- Page -
○ ○ ○ ○

Implementation of the offset of the synchronization in the described manner is a simple matter, readily accomplished in the computer or processor 420 of FIG. 4. No additional description is believed to be required in order for a person of ordinary skill in the processor arts to be able to set up the requisite timing relationships. A concomitant of the requirement for simultaneous control of the forward channel slot timing is that a single NCC 18 must perform all the controlling for the entire communication system 10, unlike the arrangement of GSM, in which each separate cell location can contain its own NCC, independent of the control at other cell locations.
It is very desirable to minimize the power required to be produced by the spacecraft power source 12 s, 12 p of FIG. 1. The reduced power requirements allows the spacecraft to operate with a smaller solar panel power system than would otherwise be required, which is very advantageous from the point of view of spacecraft propellant load, in that more attitude control and station keeping propellant can be carried, and the operational lifetime of the spacecraft may therefore be longer.
The low gain of the whip or portable antenna 17 of the user terminals 16 of FIG. 1 tends to require greater effective radiated power (ERP) from the spacecraft 12 to establish reception with a given signal-to-noise ratio than if a more elaborate antenna were available at the user terminal. The possibility that the user terminal may be located within a building or other structure which tends to attenuate signals transmitted from the spacecraft to the mobile user terminal imposes a requirement that the signals transmitted from the spacecraft have a power greater than the minimum which the mobile user terminal is capable of detecting when the user terminal is located outdoors and under optimal reception conditions. In order to minimize the power requirements imposed on the spacecraft, only a single multipurpose forward control signal, modulated onto a carrier, is transmitted from the spacecraft over each antenna beam. The concomitant of this limitation is that the mobile user terminals in each antenna beam can rely only on one control signal for achieving all their communication control functions.
At the time of inception of communication between a mobile user terminal and another terminal by way of the spacecraft, before synchronization is fully established, the terrestrial user terminal 16 x of FIG. 1 must receive signals arriving at its location from the spacecraft, and scan the signals so received in order to determine which spot beams are available in its location, and to synchronize itself to the cellular communications system 10. In order make such determinations, the mobile user terminal must in the first instance be able to receive the control signal which is transmitted from the spacecraft over the particular antenna beam associated with the footprint in which the user terminal lies. As mentioned above, there is only one forward control signal associated with each beam, and it is imperative that the user terminal be able to receive at least those portions of the forward control signal required for initial synchronization. Among the signals which must be received are paging signals, which are transmitted by the spacecraft to alert the user of a terrestrial station. If the user (and his portable terminal) is within a building or in a location which attenuates electromagnetic signals, the paging signal may not be received. In order to alleviate this problem, it is desirable to transmit this paging signal, and other important control signals, with the maximum possible power. However, the total power required for the control signals must be minimized, especially since there is one control carrier per antenna beam, and there may be 140 or more antenna beams produced by each spacecraft 12. This power problem is solved by increasing the relative power of the “high margin” control signals, and correspondingly decreasing the relative power of standard margin control signals, so the average power of each control signal is within the desired limits, but the benefits of the high margin control signals are obtained. FIGS. 6 a, 6 b, and 6 c are simplified amplitude-time plots of the amplitude or instantaneous radiated power of three such forward control carriers.

○ ○ ○ ○

- Goal -
Retype the passage on spacecraft control signals word for word, starting at "Implementation of the" and ending at "other cell locations.". Work only from the passage on spacecraft control signals, with no outside sources.

- Supplied information -

○ ○ ○ ○

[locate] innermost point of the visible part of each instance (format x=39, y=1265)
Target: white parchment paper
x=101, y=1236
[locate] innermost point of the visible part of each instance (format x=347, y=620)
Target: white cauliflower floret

○ ○ ○ ○

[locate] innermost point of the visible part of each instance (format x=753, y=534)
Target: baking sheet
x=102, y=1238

○ ○ ○ ○

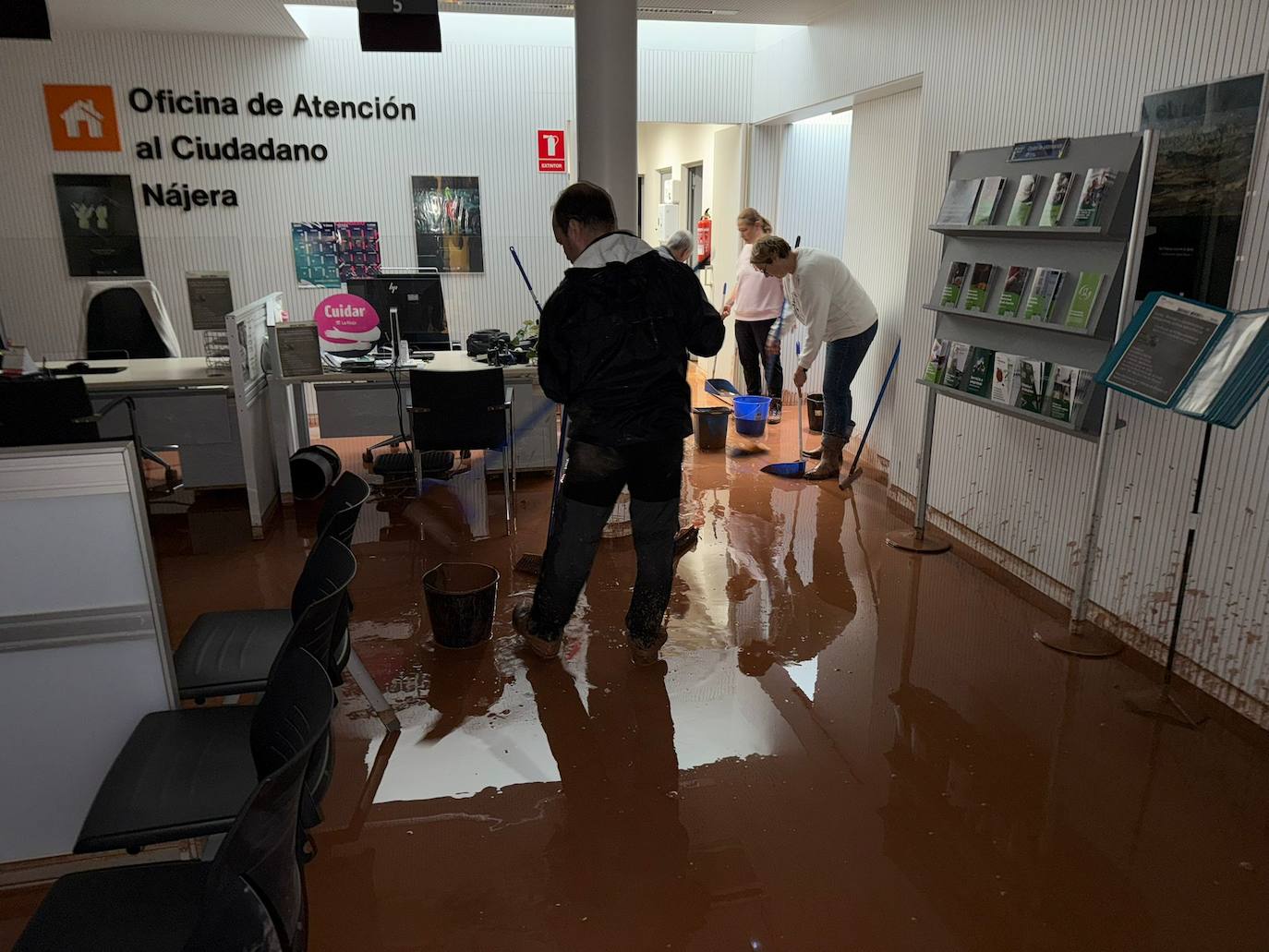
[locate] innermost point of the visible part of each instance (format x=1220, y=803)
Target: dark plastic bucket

○ ○ ○ ○

- Completed task -
Implementation of the offset of the synchronization in the described manner is a simple matter, readily accomplished in the computer or processor 420 of FIG. 4. No additional description is believed to be required in order for a person of ordinary skill in the processor arts to be able to set up the requisite timing relationships. A concomitant of the requirement for simultaneous control of the forward channel slot timing is that a single NCC 18 must perform all the controlling for the entire communication system 10, unlike the arrangement of GSM, in which each separate cell location can contain its own NCC, independent of the control at other cell locations.